- _PROBLEM TO SOLVE_:
Reproduce the entries below word for word, starting at the line that contains "TARGET = potted plant" and continuing through the last line of the entries.

+---+

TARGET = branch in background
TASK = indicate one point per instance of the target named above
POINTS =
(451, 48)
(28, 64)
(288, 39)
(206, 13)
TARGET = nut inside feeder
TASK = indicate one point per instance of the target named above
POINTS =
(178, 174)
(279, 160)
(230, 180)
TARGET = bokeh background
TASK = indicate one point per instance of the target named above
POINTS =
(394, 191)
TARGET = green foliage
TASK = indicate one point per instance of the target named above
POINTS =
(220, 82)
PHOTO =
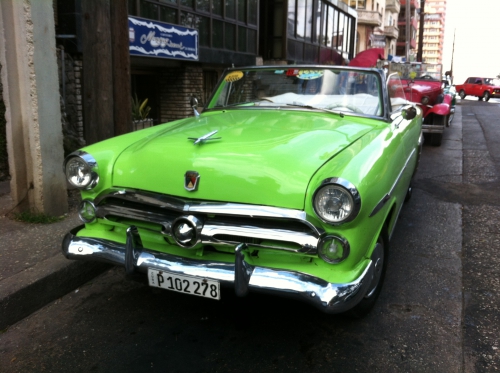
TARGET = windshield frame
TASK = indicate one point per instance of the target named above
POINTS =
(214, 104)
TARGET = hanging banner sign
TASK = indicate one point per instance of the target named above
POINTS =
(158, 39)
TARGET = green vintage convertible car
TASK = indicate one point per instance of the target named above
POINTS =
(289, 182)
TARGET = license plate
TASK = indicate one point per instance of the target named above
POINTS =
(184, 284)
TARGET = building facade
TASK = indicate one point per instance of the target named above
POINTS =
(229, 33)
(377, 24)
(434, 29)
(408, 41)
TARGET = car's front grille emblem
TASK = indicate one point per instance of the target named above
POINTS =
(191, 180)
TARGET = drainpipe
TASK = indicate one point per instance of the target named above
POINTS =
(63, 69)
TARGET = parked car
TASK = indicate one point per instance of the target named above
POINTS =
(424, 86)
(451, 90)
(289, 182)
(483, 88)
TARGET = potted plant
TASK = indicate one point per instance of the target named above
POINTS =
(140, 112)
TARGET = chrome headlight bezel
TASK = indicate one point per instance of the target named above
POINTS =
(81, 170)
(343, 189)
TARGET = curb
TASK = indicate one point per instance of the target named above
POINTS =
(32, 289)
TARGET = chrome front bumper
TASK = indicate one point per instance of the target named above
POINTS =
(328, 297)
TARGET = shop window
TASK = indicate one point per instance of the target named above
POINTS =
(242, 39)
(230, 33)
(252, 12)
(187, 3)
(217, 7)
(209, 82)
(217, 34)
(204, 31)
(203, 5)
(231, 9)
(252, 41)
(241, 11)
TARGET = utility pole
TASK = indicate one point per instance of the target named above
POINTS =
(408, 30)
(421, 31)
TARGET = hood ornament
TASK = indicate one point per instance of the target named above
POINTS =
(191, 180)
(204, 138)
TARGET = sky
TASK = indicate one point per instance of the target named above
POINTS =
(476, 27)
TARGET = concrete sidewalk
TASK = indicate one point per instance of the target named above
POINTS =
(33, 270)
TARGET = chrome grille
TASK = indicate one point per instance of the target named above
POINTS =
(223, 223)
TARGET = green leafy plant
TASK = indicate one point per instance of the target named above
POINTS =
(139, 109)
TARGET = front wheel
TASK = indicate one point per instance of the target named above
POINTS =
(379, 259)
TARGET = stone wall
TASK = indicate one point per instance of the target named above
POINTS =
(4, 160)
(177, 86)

+---+

- _OUTPUT BELOW_:
TARGET = potted plant
TASK = indicate one point per instance of the target named above
POINTS =
(140, 112)
TARGET = chrome headlight bezel
TASK = indicate one point per instance of the target named above
POINTS =
(81, 170)
(343, 189)
TARGET = curb
TASK = indicate one point per instance of the target named above
POINTS =
(32, 289)
TARGET = chrome front bumper
TASK = indicate one point per instance of the target named above
POINTS =
(328, 297)
TARGET = shop window
TASK = indicate one point per instance of the target named above
POINTS =
(242, 39)
(230, 33)
(252, 12)
(187, 3)
(217, 7)
(209, 82)
(217, 34)
(204, 31)
(203, 5)
(231, 9)
(252, 41)
(241, 11)
TARGET = utility pole
TASK = indicate one point per instance of the target named above
POINTS =
(408, 30)
(421, 31)
TARGET = hood ornament
TASK = indicate one point per instance of the target named above
POINTS =
(191, 180)
(204, 138)
TARGET = sky
TASK = indicate one point per instance of the target named above
POINTS =
(476, 27)
TARGET = concrete sidewalk
TASK = indicate one point per instance of the target named above
POINTS =
(33, 270)
TARGET = chrome grille
TASK = indicate one point per instance of the target named above
POINTS =
(223, 223)
TARGET = green leafy plant
TASK = indicate one point per instance of the target named above
POINTS =
(139, 109)
TARGET = front wheel
TASK = indicate one point per instance of the target named above
POINTS =
(379, 259)
TARGET = stone wall
TASK = indicate one point per instance of the target named above
POINTS =
(4, 160)
(177, 86)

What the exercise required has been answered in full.